◆ SOURCE MATERIAL ◆
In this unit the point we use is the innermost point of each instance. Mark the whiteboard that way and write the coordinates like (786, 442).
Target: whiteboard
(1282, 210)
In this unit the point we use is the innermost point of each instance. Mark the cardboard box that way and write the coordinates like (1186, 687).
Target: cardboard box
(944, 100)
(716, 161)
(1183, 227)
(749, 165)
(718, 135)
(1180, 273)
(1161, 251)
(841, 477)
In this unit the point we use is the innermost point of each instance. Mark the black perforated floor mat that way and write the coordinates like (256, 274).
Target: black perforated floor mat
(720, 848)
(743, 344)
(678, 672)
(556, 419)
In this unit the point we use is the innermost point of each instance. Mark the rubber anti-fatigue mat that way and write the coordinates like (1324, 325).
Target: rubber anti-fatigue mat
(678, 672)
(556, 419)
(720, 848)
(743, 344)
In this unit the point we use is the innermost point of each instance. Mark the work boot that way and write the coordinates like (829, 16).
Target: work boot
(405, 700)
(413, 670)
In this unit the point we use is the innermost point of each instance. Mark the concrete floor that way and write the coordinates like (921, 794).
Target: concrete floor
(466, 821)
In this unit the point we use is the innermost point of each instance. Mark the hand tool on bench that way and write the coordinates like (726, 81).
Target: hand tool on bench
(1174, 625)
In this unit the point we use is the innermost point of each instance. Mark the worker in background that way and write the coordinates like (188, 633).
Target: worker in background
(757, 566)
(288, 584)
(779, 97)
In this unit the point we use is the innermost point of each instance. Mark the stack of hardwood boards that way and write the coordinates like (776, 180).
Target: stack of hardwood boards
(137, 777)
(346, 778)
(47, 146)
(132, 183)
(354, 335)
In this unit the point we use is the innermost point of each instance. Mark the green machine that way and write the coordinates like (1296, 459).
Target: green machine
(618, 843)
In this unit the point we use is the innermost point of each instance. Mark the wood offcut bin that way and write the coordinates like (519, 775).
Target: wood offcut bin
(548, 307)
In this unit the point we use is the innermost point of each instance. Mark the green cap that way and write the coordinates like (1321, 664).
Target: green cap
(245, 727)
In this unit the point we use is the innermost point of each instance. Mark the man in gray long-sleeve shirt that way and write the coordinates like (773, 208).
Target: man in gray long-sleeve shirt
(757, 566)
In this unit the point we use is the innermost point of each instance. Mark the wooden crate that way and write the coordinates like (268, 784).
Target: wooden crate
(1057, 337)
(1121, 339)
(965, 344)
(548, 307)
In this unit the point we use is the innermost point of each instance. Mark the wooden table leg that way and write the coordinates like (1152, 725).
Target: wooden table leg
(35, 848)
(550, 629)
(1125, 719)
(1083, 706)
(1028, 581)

◆ WHAT THE TASK ASKS ◆
Your answer is to contain exactly the lines from the one holding "like (773, 208)." to the end of the entries, with no other line.

◆ TASK RESULT ◆
In this unit the point we use is the innermost point of each instance. Mark the man in gray long-sleeve shirt that way and write the coordinates like (773, 208).
Target: man in gray long-sleeve shirt
(757, 566)
In this unit the point we use is the innermost point of each instance. Mark the wooden crate that way and write the coordinates like (268, 784).
Target: wooden crate
(1057, 337)
(1121, 339)
(965, 344)
(548, 307)
In this unit the point we use is the innermost point of each instance. Mark the wooden table leg that way and write the coordinates like (1152, 725).
Target: wooden table leg
(35, 848)
(550, 629)
(1125, 719)
(1083, 706)
(1028, 581)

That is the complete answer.